What I'd like to do is have a 'box' that is my media/file server , backup and can stream TV ( freesat ) to some XBMC clients .

So my plan is to set up the server using WHS2011 as a backend for Media Portal . WHS2011 can deal with the server duties , backups etc and Media Portal can deal with the TV part .

I've got myself a rack mount 4U server case from Ebay so that's the case sorted. The case will take up to 10 drives but I obviously won't have that many in there to start with , probably one for the os two main drives and two server backup and one PC backup .

I'm not specing the drives as I've got most of them already .


Dualcore Intel .

YOUR BASKET
1 x xenon intel core i3 2120 3.30ghz bundle £164.98
1 x lian li ib-01b pci-express 5-port sata-ii & 1-port e-sata raid controller £69.98
1 x corsair builder series cx 430w v2 '80 plus' power supply (cmpsu-430cxukv2) £36.98
1 x compro videomate s350 digital satellite tv card - retail £20.99
total : £305.53 (includes shipping : £10.50).
——————
Objectives —
1. Give each item in the basket from the home server post along with its listed price.
2. Retype the passage of the home server post that opens with the words containing "So my plan is" and closes with "Dualcore Intel .".
The listing that comes next has no connection to the home server post.

Material —
——————
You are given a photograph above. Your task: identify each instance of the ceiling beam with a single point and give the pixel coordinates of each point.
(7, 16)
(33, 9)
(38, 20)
——————
Worked answers —
1.
- xenon intel core i3 2120 3.30ghz bundle: £164.98
- lian li ib-01b pci-express 5-port sata-ii & 1-port e-sata raid controller: £69.98
- corsair builder series cx 430w v2 '80 plus' power supply (cmpsu-430cxukv2): £36.98
- compro videomate s350 digital satellite tv card - retail: £20.99

2.
So my plan is to set up the server using WHS2011 as a backend for Media Portal . WHS2011 can deal with the server duties , backups etc and Media Portal can deal with the TV part .

I've got myself a rack mount 4U server case from Ebay so that's the case sorted. The case will take up to 10 drives but I obviously won't have that many in there to start with , probably one for the os two main drives and two server backup and one PC backup .

I'm not specing the drives as I've got most of them already .


Dualcore Intel .